Directions for this task ::
Starting with the line that contains "Could you please drop a point on the wooden barstool" and going on through the line that contains "<point>607,87</point>", give those lines again, requests included. In the answers, shift every point coordinate, x and y alike, by -112.

Data ::
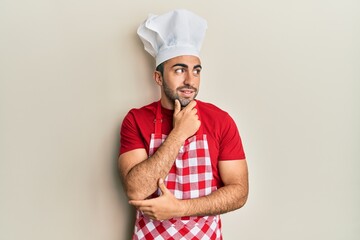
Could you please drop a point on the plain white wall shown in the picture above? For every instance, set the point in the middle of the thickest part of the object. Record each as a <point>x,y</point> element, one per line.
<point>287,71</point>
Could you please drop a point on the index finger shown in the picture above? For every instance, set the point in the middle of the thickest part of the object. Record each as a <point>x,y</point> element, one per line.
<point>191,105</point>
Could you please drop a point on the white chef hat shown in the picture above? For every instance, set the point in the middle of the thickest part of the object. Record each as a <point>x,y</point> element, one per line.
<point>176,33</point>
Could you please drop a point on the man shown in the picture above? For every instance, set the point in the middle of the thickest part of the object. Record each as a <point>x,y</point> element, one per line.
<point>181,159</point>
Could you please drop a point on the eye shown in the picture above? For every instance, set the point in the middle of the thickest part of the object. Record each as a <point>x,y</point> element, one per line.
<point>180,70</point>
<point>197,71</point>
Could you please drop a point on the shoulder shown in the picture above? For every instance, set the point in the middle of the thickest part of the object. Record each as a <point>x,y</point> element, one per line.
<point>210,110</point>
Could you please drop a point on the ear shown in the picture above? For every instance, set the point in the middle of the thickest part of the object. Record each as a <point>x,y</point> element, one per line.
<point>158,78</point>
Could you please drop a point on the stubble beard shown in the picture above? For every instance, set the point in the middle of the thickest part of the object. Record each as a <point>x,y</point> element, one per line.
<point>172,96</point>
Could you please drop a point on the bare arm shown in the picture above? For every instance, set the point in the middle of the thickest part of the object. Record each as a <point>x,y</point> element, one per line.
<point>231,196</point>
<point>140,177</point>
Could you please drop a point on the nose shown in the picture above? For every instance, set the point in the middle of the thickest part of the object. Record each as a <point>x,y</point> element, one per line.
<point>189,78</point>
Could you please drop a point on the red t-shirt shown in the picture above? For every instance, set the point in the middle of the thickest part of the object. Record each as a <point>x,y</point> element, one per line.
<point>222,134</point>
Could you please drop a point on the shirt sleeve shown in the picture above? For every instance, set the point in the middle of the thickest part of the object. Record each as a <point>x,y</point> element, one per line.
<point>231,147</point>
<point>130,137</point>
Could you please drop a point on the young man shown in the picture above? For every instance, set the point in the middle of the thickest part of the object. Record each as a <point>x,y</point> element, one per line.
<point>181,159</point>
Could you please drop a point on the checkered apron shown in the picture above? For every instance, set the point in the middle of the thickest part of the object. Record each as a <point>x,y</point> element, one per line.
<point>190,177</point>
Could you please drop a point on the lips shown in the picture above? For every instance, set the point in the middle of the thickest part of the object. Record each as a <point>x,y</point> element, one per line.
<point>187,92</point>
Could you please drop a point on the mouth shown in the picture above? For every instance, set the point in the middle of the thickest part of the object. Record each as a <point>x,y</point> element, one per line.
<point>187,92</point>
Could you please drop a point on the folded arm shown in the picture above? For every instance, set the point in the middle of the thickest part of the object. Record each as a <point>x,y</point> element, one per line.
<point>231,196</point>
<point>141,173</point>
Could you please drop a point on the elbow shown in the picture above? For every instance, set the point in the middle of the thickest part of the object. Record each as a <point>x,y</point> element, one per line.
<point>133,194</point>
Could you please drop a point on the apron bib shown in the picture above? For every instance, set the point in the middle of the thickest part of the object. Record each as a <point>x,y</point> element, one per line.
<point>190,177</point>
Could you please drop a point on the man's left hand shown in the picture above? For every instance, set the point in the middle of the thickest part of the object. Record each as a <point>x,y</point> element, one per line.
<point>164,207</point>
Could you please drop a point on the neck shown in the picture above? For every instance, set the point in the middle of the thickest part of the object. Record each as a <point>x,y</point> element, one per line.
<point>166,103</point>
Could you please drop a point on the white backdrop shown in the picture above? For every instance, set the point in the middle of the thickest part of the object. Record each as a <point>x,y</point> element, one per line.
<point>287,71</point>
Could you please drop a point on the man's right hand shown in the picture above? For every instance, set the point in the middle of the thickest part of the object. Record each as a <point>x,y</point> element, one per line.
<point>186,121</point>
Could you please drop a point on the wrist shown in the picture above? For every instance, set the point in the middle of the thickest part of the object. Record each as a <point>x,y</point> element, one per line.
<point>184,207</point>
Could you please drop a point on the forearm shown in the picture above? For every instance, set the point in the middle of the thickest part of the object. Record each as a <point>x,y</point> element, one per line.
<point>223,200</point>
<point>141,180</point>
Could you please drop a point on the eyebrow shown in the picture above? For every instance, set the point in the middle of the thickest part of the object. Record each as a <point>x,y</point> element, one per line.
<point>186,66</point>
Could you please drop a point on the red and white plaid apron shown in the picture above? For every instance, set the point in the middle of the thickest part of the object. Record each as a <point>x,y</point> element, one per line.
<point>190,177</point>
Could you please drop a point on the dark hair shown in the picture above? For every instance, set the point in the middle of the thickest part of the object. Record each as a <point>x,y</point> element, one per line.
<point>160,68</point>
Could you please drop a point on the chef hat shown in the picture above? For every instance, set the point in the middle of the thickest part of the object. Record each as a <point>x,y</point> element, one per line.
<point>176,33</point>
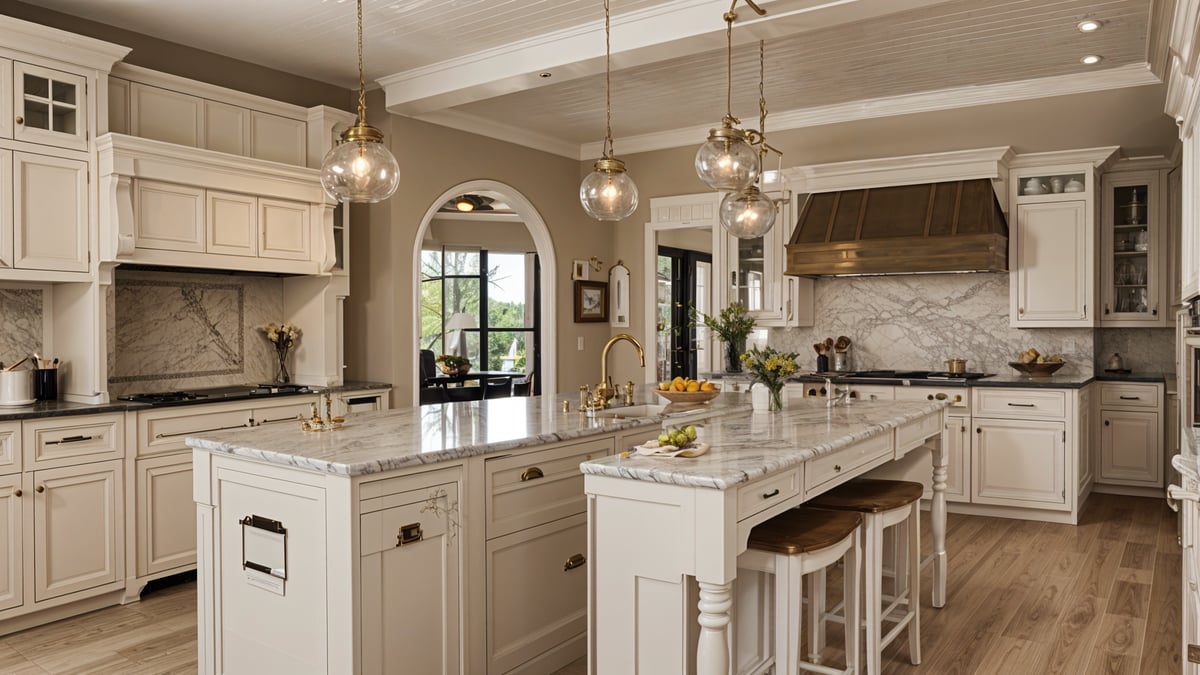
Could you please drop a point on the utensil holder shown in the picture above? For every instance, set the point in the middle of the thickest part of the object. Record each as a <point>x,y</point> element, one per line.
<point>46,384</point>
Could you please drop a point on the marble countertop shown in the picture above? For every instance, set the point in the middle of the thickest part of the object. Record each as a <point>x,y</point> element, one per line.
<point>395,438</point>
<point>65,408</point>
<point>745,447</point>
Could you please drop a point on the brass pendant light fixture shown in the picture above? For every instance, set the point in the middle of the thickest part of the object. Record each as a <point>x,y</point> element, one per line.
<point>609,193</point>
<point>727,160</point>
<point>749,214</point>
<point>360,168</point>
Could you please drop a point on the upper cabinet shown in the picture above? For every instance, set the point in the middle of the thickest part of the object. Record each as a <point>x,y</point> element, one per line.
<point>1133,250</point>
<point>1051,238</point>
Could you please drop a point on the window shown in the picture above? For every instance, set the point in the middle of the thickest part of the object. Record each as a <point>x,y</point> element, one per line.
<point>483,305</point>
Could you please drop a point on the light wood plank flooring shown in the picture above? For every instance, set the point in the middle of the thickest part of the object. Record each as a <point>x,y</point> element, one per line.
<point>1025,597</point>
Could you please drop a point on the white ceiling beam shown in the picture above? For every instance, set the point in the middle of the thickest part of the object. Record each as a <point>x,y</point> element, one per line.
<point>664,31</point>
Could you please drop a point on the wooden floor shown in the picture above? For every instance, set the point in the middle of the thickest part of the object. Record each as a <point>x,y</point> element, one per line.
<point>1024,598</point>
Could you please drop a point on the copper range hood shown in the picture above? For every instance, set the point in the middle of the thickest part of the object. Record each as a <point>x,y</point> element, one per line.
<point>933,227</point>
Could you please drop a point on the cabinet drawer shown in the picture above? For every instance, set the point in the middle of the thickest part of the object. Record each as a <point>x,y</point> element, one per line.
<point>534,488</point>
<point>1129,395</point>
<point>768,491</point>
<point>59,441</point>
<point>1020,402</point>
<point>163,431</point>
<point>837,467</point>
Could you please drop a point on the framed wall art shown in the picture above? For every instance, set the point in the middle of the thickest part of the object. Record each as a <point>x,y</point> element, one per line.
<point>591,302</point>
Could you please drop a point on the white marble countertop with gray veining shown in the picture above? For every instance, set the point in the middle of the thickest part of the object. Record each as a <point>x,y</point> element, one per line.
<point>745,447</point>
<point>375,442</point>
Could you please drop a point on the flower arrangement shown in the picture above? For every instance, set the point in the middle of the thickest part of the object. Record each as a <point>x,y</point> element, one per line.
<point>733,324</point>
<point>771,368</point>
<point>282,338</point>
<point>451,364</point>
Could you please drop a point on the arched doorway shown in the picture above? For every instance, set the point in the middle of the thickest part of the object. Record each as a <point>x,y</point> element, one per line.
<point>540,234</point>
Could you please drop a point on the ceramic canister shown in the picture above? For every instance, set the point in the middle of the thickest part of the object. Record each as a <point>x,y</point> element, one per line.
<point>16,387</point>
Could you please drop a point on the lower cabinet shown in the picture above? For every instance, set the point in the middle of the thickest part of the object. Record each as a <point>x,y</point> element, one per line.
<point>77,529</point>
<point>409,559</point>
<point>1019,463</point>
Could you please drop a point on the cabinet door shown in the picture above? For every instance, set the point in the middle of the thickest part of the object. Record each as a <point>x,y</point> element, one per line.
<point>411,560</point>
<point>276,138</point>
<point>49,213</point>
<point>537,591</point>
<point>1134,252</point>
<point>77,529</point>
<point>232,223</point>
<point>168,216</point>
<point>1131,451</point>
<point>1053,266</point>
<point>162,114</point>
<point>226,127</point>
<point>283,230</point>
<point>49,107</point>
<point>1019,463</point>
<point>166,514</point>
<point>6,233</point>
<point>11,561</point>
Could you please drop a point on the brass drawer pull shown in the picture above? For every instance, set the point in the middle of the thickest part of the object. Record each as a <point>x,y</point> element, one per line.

---

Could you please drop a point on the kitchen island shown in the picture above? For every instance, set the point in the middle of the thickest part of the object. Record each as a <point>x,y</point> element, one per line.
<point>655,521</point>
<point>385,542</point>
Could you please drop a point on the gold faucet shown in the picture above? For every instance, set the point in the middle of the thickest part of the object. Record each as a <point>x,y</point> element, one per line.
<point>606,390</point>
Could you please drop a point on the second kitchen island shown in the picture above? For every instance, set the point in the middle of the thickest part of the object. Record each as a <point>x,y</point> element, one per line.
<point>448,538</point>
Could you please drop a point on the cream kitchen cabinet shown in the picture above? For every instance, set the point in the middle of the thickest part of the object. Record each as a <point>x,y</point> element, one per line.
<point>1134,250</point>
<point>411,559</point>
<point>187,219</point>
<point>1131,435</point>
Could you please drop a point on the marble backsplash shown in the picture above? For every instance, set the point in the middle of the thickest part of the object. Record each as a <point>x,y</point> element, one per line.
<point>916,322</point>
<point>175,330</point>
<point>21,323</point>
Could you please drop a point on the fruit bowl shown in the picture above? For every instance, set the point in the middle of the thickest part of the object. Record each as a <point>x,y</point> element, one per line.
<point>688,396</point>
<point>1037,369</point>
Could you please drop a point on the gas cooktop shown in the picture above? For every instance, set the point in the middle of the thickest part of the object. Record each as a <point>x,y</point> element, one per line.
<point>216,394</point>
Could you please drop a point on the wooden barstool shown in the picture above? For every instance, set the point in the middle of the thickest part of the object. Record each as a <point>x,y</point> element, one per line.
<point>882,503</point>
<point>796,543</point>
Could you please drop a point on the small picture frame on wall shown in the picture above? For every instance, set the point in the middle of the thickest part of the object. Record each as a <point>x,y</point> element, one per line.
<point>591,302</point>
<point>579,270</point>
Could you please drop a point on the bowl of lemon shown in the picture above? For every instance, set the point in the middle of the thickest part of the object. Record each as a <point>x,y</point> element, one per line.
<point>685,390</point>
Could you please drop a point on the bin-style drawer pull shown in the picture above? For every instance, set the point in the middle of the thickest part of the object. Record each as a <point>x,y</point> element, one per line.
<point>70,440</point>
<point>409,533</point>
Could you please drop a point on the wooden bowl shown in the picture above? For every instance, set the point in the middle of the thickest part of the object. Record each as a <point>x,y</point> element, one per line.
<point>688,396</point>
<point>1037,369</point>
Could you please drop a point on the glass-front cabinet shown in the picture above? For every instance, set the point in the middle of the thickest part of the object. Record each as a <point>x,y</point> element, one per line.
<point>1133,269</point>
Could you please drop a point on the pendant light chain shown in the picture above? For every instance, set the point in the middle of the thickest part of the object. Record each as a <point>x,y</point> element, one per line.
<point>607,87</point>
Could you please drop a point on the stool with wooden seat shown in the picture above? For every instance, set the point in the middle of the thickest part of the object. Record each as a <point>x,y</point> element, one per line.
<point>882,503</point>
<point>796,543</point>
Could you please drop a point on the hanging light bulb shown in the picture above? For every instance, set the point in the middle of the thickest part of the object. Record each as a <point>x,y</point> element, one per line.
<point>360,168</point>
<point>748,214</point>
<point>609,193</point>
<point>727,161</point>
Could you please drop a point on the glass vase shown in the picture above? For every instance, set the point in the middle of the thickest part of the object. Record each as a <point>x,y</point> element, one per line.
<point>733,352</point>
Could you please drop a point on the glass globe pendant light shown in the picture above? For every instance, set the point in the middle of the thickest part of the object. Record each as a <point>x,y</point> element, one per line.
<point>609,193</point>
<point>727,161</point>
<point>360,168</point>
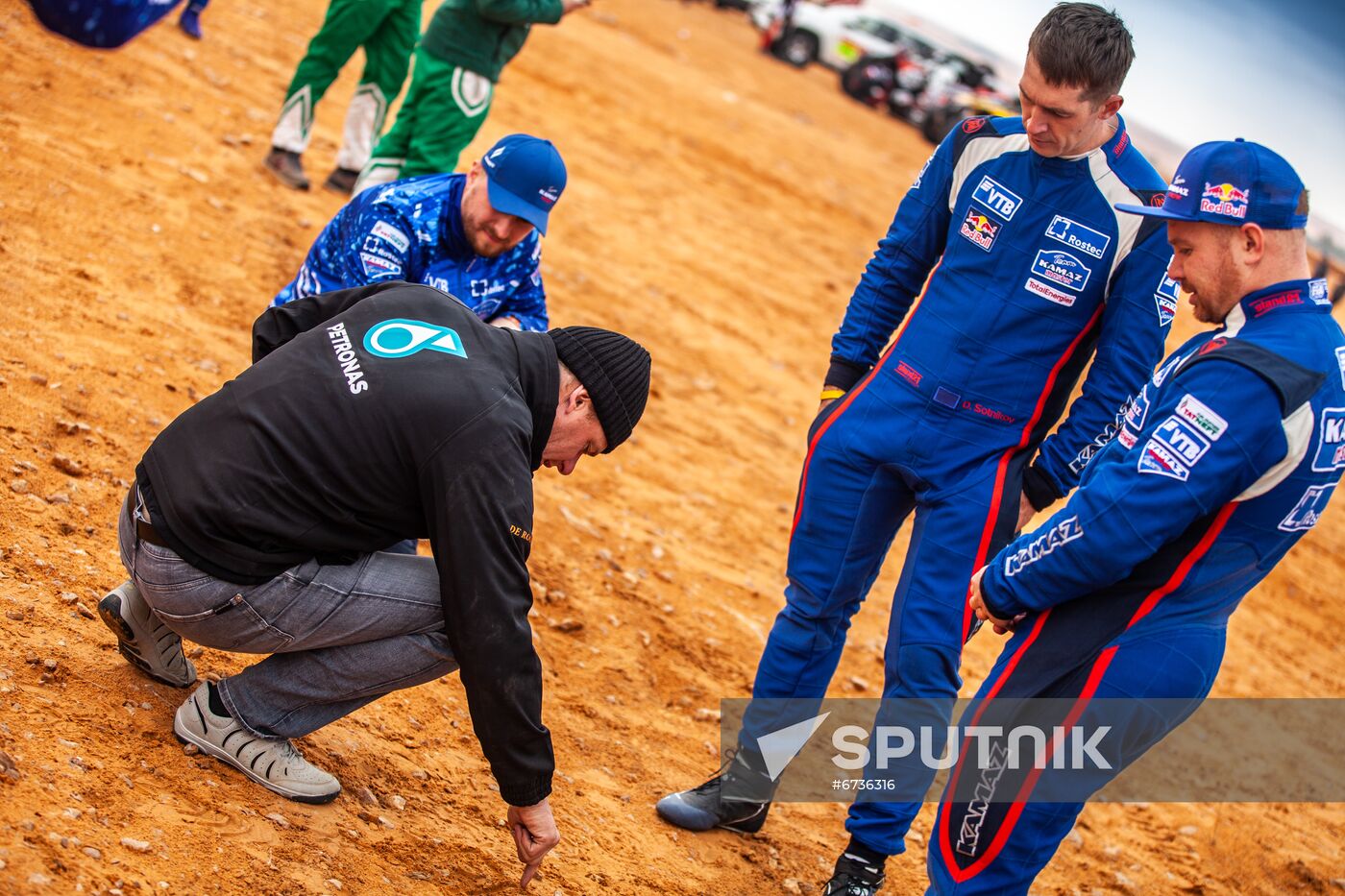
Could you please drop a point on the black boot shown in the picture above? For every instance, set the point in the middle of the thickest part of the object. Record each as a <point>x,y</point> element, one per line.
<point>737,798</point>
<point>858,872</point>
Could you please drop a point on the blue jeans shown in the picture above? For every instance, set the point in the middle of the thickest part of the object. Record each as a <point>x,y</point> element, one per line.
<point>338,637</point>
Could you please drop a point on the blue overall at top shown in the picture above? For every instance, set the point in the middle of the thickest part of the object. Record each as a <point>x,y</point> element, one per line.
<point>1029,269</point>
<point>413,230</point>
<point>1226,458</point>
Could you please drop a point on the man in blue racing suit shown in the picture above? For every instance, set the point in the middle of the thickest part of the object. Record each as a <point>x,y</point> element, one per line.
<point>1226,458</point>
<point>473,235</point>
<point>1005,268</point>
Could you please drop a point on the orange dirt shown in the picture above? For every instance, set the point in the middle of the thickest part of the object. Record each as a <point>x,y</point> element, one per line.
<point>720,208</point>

* * *

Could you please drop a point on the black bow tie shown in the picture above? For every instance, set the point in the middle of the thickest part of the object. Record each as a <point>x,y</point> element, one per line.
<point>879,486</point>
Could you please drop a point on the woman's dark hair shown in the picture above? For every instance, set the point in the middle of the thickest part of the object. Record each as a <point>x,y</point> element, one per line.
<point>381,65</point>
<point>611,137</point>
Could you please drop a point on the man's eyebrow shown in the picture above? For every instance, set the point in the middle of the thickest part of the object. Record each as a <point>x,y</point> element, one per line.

Exercise result ::
Could you please drop a point on the wooden barstool shown in the picture above? For every instance, set the point in the middle of the thickest part of the object. Record each as a <point>x,y</point> element, one per line.
<point>770,391</point>
<point>684,431</point>
Could you please drop a point on the small picture frame on wall shown in the picture above? For every instance, set the point in the middle of the thickest part of the object. Record each as a <point>x,y</point> element, one per line.
<point>479,190</point>
<point>467,158</point>
Could you please drop a point on the bowl of lemon shown in the picture above? For every instance, set the point in the middle of the thickest part of the object. Record each as a <point>x,y</point> element, one per line.
<point>573,278</point>
Could you please drop a point on the bin-style drawer pull shown in the picture above? For every instance, set the point in the middle of the thickest part of the object. Record each as a <point>x,y</point> element, one per line.
<point>-42,328</point>
<point>297,421</point>
Could you please drop a point on the wooden bowl shown in the picture above? For every instance, set the point in the middle of the thickest part of the object. Record each as a <point>x,y</point> element, one per line.
<point>576,284</point>
<point>925,257</point>
Could you please drop a point on the glass-front cabinet shown in the picture above? For every instance, set the point in the middle of the thickest part of the object. Record each as a <point>x,y</point> element, one per line.
<point>1021,157</point>
Could you please drop a point on the pendant light chain shown in the picture above? For every instance, set the point in the middle of the thickest part of the object. Record each as a <point>x,y</point> element, one per line.
<point>495,-25</point>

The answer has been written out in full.